* **TASK DIRECTIONS**
Go through the data below. List every line that holds the word "groom".

START DATASET RECORDS

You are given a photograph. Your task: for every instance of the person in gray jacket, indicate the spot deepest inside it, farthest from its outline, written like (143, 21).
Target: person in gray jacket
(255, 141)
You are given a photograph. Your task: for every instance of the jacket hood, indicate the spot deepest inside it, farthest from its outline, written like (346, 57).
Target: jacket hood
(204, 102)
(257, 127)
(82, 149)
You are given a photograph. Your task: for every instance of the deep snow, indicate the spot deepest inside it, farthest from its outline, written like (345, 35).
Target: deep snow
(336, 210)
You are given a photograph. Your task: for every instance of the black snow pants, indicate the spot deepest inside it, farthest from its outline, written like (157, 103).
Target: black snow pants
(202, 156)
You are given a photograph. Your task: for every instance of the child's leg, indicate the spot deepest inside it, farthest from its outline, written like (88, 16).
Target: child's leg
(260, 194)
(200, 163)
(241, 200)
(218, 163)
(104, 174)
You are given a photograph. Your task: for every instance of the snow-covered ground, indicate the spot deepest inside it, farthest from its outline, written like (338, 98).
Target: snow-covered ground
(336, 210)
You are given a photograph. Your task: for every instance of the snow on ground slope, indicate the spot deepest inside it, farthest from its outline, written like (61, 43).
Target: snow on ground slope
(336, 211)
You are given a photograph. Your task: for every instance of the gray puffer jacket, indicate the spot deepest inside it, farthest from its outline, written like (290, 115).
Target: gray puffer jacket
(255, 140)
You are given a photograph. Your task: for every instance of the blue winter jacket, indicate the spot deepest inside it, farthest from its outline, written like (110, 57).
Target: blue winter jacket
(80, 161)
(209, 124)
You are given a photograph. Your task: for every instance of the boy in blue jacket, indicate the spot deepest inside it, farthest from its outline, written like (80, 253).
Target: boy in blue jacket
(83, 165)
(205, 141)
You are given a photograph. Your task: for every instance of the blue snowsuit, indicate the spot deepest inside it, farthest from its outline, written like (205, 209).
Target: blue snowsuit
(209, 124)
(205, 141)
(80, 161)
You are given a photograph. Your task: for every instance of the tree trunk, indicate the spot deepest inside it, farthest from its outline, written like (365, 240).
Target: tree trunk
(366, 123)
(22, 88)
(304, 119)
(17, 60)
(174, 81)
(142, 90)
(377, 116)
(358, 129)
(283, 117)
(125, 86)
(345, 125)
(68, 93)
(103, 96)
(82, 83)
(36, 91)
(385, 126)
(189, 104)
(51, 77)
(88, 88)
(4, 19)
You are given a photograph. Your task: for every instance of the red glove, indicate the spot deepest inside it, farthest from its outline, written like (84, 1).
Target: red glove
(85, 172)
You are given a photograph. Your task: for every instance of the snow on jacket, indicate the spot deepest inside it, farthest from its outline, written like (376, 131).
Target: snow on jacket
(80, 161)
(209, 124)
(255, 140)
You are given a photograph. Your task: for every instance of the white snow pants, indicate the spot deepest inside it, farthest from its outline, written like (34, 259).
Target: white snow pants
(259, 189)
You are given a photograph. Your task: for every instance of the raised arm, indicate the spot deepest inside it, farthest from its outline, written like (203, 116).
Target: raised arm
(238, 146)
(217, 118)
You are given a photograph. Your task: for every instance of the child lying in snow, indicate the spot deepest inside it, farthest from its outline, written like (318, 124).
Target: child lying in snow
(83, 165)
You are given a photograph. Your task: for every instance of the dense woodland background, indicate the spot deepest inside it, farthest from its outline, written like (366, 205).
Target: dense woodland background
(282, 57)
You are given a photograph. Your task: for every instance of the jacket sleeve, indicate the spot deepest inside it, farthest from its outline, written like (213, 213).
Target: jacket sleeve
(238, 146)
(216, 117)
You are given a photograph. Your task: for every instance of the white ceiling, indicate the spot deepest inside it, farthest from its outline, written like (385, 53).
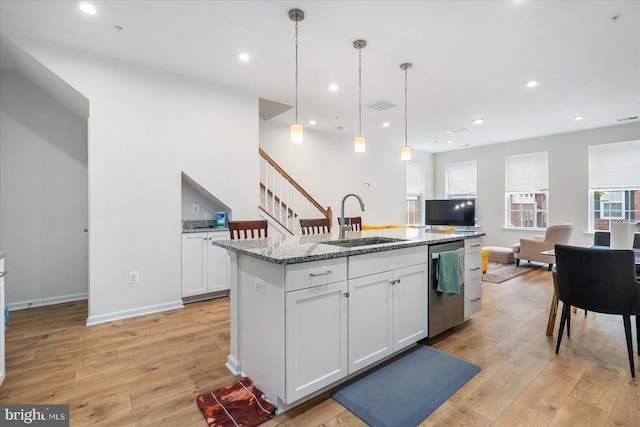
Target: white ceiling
(470, 59)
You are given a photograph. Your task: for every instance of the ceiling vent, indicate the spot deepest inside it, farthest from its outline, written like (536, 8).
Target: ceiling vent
(381, 105)
(458, 130)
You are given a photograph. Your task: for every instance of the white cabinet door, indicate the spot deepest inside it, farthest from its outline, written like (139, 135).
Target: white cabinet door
(316, 338)
(194, 264)
(370, 320)
(409, 305)
(217, 263)
(472, 276)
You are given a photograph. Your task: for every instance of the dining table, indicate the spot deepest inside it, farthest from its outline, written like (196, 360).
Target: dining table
(553, 310)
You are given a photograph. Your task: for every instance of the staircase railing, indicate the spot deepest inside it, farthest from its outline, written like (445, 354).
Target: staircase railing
(283, 199)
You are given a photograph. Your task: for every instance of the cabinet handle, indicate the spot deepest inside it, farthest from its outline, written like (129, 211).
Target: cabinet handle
(320, 274)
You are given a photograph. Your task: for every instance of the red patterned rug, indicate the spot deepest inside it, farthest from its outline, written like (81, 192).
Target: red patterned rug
(237, 405)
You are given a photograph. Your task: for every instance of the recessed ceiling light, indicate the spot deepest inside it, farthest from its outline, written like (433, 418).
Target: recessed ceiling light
(87, 8)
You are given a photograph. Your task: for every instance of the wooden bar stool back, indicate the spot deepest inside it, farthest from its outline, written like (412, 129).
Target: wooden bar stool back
(315, 226)
(247, 229)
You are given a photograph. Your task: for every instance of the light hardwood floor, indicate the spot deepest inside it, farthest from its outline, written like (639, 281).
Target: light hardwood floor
(149, 370)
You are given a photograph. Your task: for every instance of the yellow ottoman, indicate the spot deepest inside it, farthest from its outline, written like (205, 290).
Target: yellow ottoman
(485, 259)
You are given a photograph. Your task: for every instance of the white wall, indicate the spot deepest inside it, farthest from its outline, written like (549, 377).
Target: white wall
(145, 128)
(43, 195)
(328, 168)
(568, 179)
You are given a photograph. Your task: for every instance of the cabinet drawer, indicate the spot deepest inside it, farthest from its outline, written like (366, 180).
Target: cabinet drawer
(473, 268)
(472, 245)
(309, 274)
(472, 299)
(378, 262)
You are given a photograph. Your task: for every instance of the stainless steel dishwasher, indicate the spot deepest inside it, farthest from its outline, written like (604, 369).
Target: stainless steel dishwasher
(445, 310)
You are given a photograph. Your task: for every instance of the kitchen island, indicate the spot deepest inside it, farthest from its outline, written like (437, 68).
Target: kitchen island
(310, 311)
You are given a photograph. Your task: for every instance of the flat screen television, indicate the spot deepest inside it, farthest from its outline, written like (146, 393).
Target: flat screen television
(450, 212)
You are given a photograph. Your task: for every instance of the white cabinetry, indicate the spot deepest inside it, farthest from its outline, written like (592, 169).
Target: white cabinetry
(316, 337)
(205, 268)
(388, 309)
(472, 276)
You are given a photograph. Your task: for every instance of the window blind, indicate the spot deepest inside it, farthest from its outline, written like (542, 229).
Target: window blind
(462, 177)
(527, 173)
(614, 166)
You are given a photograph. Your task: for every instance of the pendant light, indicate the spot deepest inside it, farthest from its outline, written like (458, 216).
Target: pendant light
(296, 15)
(360, 141)
(405, 151)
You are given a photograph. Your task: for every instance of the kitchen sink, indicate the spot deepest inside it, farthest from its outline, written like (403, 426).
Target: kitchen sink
(365, 241)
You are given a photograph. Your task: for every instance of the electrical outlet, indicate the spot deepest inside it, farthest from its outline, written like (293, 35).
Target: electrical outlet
(260, 286)
(134, 277)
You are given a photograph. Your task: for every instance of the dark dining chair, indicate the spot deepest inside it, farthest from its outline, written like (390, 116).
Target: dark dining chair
(315, 226)
(601, 281)
(355, 222)
(247, 229)
(603, 238)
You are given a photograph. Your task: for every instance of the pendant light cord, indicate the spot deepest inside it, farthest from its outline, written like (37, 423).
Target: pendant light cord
(296, 72)
(405, 107)
(360, 92)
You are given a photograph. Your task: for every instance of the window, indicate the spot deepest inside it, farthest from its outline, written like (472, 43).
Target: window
(462, 180)
(614, 184)
(526, 190)
(415, 191)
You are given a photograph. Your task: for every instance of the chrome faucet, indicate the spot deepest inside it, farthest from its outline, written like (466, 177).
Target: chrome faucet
(344, 227)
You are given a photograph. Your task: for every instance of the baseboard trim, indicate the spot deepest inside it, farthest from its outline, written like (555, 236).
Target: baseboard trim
(141, 311)
(46, 301)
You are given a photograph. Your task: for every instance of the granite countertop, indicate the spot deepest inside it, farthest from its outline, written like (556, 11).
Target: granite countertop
(204, 229)
(304, 248)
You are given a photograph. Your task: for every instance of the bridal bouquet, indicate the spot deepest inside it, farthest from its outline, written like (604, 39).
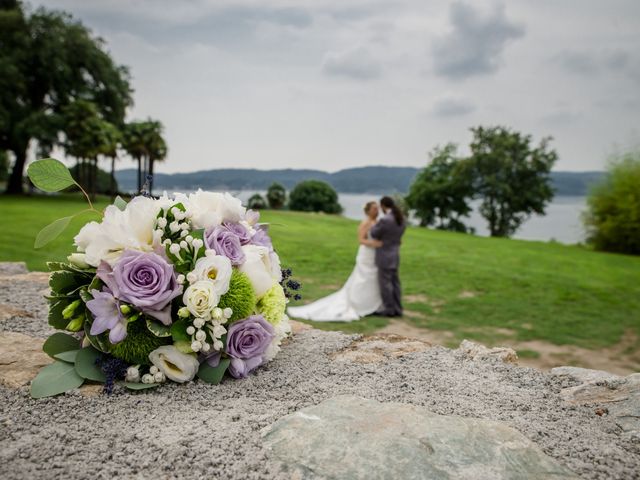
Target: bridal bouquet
(161, 289)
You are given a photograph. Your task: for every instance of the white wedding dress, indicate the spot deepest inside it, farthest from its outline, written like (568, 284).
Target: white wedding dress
(359, 297)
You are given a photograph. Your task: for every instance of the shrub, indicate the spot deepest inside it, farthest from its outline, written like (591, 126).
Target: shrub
(256, 202)
(612, 220)
(276, 196)
(314, 196)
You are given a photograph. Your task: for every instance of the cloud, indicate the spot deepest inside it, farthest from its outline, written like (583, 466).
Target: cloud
(355, 63)
(475, 44)
(452, 106)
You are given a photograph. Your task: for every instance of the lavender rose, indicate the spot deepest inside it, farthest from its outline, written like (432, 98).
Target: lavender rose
(224, 242)
(247, 342)
(239, 231)
(145, 280)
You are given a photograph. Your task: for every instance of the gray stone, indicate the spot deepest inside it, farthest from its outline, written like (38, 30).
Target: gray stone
(479, 352)
(352, 437)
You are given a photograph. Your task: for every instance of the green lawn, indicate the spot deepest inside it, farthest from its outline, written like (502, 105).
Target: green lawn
(466, 285)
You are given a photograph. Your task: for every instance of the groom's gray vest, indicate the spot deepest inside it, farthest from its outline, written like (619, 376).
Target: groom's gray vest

END DATASET RECORDS

* **RESULT BELOW**
You are given a photograph. Your task: for every instance of the groom's gray vest, indicate the spot deepest inside it, farthest from its outline, written like (619, 376).
Target: groom's gray vest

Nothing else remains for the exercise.